Records for processing »
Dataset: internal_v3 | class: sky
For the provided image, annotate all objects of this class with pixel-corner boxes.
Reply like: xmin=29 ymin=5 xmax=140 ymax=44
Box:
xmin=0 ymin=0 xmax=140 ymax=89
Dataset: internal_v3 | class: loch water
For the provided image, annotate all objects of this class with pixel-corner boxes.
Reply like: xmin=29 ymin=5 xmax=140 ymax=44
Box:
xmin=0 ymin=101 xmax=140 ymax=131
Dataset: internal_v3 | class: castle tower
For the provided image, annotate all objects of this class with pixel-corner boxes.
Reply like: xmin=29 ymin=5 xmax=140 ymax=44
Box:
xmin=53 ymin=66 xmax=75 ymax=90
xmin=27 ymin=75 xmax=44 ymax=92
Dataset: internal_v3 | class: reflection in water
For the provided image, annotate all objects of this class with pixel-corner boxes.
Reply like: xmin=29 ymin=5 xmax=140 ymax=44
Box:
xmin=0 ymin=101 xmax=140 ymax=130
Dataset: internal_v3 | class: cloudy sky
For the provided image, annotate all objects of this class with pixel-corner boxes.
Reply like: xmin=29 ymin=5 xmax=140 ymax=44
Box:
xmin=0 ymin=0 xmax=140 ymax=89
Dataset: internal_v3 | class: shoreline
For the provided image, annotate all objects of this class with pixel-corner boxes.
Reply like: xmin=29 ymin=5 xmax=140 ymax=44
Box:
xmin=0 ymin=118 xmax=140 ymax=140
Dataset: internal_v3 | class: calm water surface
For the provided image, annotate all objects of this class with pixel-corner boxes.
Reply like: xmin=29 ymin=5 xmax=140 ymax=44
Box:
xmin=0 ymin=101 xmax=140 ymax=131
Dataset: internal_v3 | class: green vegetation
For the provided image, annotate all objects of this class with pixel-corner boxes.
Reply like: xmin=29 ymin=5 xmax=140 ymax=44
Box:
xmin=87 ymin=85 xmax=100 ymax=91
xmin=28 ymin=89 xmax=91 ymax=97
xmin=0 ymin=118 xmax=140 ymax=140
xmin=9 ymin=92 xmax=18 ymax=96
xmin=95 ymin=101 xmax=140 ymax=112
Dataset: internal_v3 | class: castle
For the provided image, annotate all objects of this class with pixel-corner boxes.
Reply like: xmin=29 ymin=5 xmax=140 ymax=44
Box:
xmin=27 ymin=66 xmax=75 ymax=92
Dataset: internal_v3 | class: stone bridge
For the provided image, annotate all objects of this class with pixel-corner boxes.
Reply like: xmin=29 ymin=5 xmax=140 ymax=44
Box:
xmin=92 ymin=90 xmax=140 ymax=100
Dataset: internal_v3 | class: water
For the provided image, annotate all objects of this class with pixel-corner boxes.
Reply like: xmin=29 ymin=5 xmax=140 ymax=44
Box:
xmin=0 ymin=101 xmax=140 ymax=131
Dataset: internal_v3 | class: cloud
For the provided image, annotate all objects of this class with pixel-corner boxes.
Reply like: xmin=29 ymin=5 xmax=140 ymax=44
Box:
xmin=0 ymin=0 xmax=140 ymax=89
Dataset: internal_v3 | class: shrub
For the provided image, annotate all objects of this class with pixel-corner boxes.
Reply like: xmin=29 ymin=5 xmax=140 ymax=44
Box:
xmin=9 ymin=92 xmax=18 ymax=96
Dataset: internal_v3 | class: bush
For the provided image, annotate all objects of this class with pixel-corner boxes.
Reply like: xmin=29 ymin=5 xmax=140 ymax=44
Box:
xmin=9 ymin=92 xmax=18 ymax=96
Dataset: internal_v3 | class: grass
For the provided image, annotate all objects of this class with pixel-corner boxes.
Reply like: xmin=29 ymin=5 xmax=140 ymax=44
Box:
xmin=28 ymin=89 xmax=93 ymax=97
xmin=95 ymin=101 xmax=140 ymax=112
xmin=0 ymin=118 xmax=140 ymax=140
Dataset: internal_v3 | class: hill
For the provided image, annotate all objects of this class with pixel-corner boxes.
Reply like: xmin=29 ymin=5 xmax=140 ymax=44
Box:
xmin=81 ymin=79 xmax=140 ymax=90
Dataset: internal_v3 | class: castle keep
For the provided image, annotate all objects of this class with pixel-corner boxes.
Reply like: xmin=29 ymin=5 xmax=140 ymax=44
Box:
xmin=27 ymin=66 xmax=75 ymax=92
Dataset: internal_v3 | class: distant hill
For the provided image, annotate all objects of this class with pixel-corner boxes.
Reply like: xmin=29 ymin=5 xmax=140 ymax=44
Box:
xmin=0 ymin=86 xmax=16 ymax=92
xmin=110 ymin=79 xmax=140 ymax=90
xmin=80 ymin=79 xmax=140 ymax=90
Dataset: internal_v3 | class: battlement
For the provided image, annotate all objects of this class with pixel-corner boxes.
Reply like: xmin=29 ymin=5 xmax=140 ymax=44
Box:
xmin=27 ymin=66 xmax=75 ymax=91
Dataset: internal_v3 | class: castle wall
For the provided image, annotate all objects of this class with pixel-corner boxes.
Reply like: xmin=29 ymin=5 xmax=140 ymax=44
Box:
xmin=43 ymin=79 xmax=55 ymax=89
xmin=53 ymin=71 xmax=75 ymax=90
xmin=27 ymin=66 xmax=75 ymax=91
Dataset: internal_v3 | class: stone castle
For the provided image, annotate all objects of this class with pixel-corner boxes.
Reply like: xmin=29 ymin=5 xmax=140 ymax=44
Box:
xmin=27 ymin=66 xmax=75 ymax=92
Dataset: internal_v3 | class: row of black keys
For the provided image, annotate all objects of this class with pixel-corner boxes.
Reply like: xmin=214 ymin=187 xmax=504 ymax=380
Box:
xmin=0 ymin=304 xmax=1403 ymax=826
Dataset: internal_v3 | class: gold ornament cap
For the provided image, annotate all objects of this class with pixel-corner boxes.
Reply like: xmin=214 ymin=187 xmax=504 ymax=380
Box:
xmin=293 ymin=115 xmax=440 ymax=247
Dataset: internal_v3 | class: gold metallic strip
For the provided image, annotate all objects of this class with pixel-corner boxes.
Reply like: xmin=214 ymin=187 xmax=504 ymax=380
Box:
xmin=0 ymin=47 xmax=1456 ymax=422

Instructions for the task » Please turn all of the material above into a numbered list with one line per item, leaving out any blank lines.

Worked solution »
1. Dataset: internal_v3 | class: sky
2. For the provided image, annotate all objects of this class with pixel-corner boxes.
3. Reply like: xmin=29 ymin=5 xmax=140 ymax=44
4. Box:
5. xmin=0 ymin=0 xmax=140 ymax=89
6. Dataset: internal_v3 | class: loch water
7. For the provided image, annotate all objects of this class with pixel-corner boxes.
8. Reply like: xmin=29 ymin=5 xmax=140 ymax=44
9. Box:
10. xmin=0 ymin=101 xmax=140 ymax=131
11. Dataset: internal_v3 | class: castle tower
12. For the provided image, annotate all objects of this class with pixel-corner boxes.
13. Reply like: xmin=29 ymin=5 xmax=140 ymax=44
14. Box:
15. xmin=53 ymin=66 xmax=75 ymax=90
16. xmin=27 ymin=75 xmax=44 ymax=92
17. Dataset: internal_v3 | class: reflection in water
18. For the provided image, annotate all objects of this class with pixel-corner boxes.
19. Reply like: xmin=29 ymin=5 xmax=140 ymax=44
20. Box:
21. xmin=0 ymin=101 xmax=140 ymax=130
22. Dataset: internal_v3 | class: cloudy sky
23. For the provided image, annotate all objects of this class with pixel-corner boxes.
24. Reply like: xmin=29 ymin=5 xmax=140 ymax=44
25. Box:
26. xmin=0 ymin=0 xmax=140 ymax=89
27. Dataset: internal_v3 | class: shoreline
28. For the provided image, annotate all objects of this class with pixel-corner boxes.
29. Reply like: xmin=29 ymin=5 xmax=140 ymax=44
30. Box:
31. xmin=0 ymin=118 xmax=140 ymax=140
32. Dataset: internal_v3 | class: calm water surface
33. For the provided image, annotate all objects of this class with pixel-corner boxes.
34. Reply like: xmin=29 ymin=5 xmax=140 ymax=44
35. Box:
36. xmin=0 ymin=101 xmax=140 ymax=131
37. Dataset: internal_v3 | class: green vegetation
38. For the provided image, annotate all objects of this class with pixel-corner boxes.
39. Reply like: xmin=29 ymin=5 xmax=140 ymax=44
40. Box:
41. xmin=87 ymin=85 xmax=100 ymax=91
42. xmin=28 ymin=89 xmax=91 ymax=97
43. xmin=0 ymin=118 xmax=140 ymax=140
44. xmin=9 ymin=92 xmax=18 ymax=96
45. xmin=95 ymin=101 xmax=140 ymax=112
46. Dataset: internal_v3 | class: castle
47. For the provided image, annotate all objects of this class with pixel-corner boxes.
48. Reply like: xmin=29 ymin=5 xmax=140 ymax=44
49. Box:
50. xmin=27 ymin=66 xmax=75 ymax=92
51. Dataset: internal_v3 | class: stone bridge
52. For the provided image, annotate all objects of this class with pixel-corner boxes.
53. Reply like: xmin=29 ymin=5 xmax=140 ymax=44
54. Box:
55. xmin=92 ymin=90 xmax=140 ymax=100
56. Dataset: internal_v3 | class: water
57. For the provided image, annotate all objects of this class with pixel-corner boxes.
58. Reply like: xmin=29 ymin=5 xmax=140 ymax=44
59. Box:
60. xmin=0 ymin=101 xmax=140 ymax=131
61. Dataset: internal_v3 | class: cloud
62. For the provided image, annotate all objects of this class with pixel-corner boxes.
63. Reply like: xmin=29 ymin=5 xmax=140 ymax=44
64. Box:
65. xmin=0 ymin=0 xmax=140 ymax=89
66. Dataset: internal_v3 | class: shrub
67. For the provided image, annotate all objects of this class with pixel-corner boxes.
68. Reply like: xmin=29 ymin=5 xmax=140 ymax=44
69. Box:
70. xmin=9 ymin=92 xmax=18 ymax=96
71. Dataset: internal_v3 | class: bush
72. For the provided image, annotate all objects of this class with pixel-corner boxes.
73. Reply like: xmin=29 ymin=5 xmax=140 ymax=44
74. Box:
75. xmin=9 ymin=92 xmax=18 ymax=96
76. Dataset: internal_v3 | class: grass
77. For the provided image, annotate all objects of this class with pixel-corner boxes.
78. Reply like: xmin=29 ymin=5 xmax=140 ymax=44
79. Box:
80. xmin=28 ymin=89 xmax=93 ymax=97
81. xmin=95 ymin=101 xmax=140 ymax=112
82. xmin=0 ymin=118 xmax=140 ymax=140
83. Dataset: internal_v3 | class: hill
84. For the provided image, annotate all objects of this class with pixel-corner boxes.
85. Reply like: xmin=29 ymin=5 xmax=140 ymax=44
86. Box:
87. xmin=81 ymin=79 xmax=140 ymax=90
88. Dataset: internal_v3 | class: castle keep
89. For the provided image, annotate all objects of this class with pixel-corner boxes.
90. Reply like: xmin=29 ymin=5 xmax=140 ymax=44
91. Box:
92. xmin=27 ymin=66 xmax=75 ymax=92
93. Dataset: internal_v3 | class: distant hill
94. For the provided image, annotate all objects of this class with pixel-corner boxes.
95. Reply like: xmin=29 ymin=5 xmax=140 ymax=44
96. Box:
97. xmin=0 ymin=86 xmax=16 ymax=92
98. xmin=110 ymin=79 xmax=140 ymax=90
99. xmin=80 ymin=79 xmax=140 ymax=90
100. Dataset: internal_v3 | class: battlement
101. For the provided image, annotate all objects of this class with pixel-corner boxes.
102. Reply like: xmin=29 ymin=5 xmax=140 ymax=44
103. Box:
104. xmin=27 ymin=66 xmax=75 ymax=91
105. Dataset: internal_v3 | class: castle wall
106. For the provided image, annotate all objects of this class with pixel-corner boxes.
107. Reply like: xmin=29 ymin=5 xmax=140 ymax=44
108. Box:
109. xmin=43 ymin=79 xmax=55 ymax=89
110. xmin=53 ymin=71 xmax=75 ymax=90
111. xmin=27 ymin=66 xmax=75 ymax=91
112. Dataset: internal_v3 | class: stone castle
113. For the provided image, annotate all objects of this class with pixel-corner boxes.
114. Reply like: xmin=29 ymin=5 xmax=140 ymax=44
115. Box:
116. xmin=27 ymin=66 xmax=75 ymax=92
117. Dataset: internal_v3 | class: row of black keys
118. For the provided image, annotate all objects of this class with pixel-corner boxes.
119. Reply like: xmin=214 ymin=187 xmax=504 ymax=380
120. Box:
121. xmin=0 ymin=304 xmax=1403 ymax=826
122. Dataset: internal_v3 | class: gold ornament cap
123. For the provided image, annotate all objects of this class with pixel-corner boxes.
124. Reply like: xmin=214 ymin=187 xmax=504 ymax=380
125. Box:
126. xmin=293 ymin=115 xmax=440 ymax=247
127. Dataset: internal_v3 | class: gold metallic strip
128. For the provided image, annotate all objects of this class with pixel-corner boxes.
129. Reply like: xmin=214 ymin=187 xmax=504 ymax=380
130. Box:
131. xmin=0 ymin=47 xmax=1456 ymax=422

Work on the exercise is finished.